### DATI GREZZI

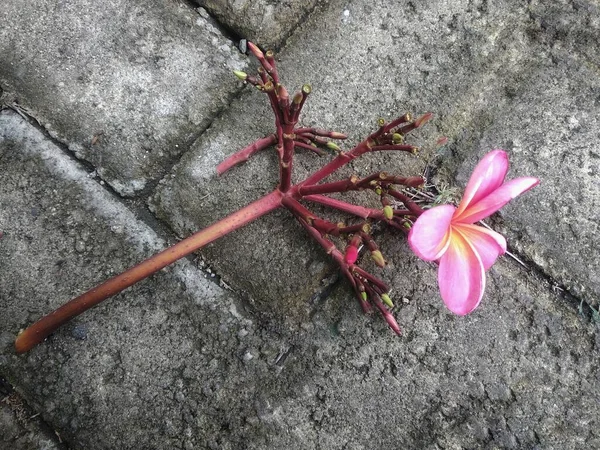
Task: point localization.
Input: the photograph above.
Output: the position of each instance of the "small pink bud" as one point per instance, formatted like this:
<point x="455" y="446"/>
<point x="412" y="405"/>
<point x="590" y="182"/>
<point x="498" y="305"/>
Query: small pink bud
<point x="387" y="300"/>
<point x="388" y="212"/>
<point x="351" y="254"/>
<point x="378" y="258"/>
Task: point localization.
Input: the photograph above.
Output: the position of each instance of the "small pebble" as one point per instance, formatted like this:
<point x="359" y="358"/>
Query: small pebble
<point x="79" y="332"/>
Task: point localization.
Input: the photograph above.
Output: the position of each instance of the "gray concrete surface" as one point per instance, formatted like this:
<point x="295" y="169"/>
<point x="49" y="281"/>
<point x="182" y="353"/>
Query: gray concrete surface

######
### DATI GREZZI

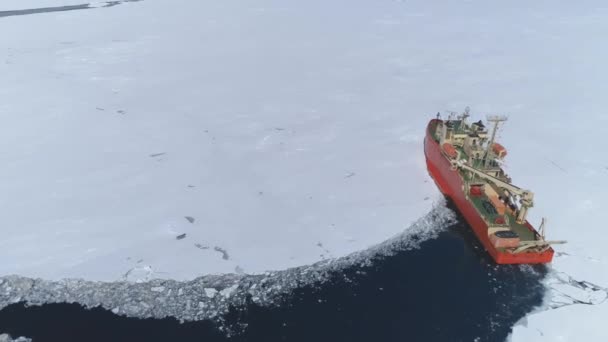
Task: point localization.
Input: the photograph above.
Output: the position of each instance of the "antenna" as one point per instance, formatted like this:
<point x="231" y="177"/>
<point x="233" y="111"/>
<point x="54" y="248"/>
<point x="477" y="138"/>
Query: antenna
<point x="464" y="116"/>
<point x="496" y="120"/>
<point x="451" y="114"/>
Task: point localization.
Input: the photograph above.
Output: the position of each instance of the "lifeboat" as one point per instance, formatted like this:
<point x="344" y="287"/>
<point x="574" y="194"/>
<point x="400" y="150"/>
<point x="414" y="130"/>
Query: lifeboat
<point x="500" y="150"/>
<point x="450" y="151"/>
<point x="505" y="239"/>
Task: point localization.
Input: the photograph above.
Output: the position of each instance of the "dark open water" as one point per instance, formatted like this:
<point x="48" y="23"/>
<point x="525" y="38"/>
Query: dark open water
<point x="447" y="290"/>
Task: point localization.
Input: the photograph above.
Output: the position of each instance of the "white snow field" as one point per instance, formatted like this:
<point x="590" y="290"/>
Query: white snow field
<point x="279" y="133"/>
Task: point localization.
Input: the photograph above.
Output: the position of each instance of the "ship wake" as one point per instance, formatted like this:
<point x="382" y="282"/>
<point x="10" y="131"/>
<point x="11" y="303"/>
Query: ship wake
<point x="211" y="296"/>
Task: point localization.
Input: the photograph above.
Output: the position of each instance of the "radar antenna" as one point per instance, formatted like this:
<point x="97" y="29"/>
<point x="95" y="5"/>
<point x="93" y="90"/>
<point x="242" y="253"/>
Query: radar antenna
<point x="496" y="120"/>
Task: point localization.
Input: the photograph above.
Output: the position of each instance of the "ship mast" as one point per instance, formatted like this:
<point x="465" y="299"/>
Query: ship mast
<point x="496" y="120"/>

######
### DATI GREZZI

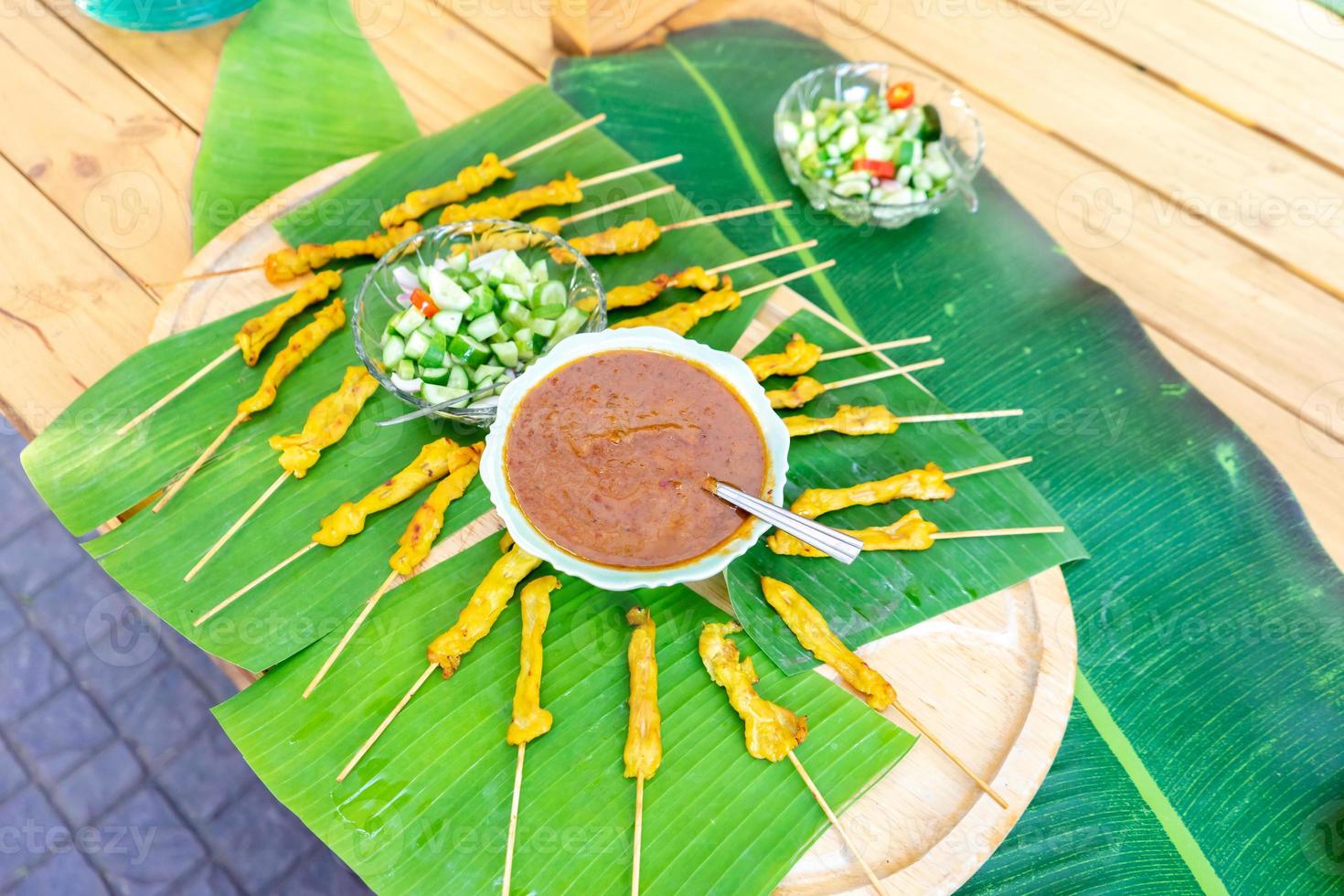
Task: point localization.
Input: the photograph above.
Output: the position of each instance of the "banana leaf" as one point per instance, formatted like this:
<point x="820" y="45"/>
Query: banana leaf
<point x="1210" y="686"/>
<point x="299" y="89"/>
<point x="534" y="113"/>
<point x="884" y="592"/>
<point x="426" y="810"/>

######

COSA FARE => Raccogli e ricopia ogni riga qui sopra in cui compare la stringa "radar". Maiuscole e minuscole vanno distinte.

RISPOSTA =>
Output: the position of each instance of the "radar antenna" as one point per instance, formatted like this:
Query: radar antenna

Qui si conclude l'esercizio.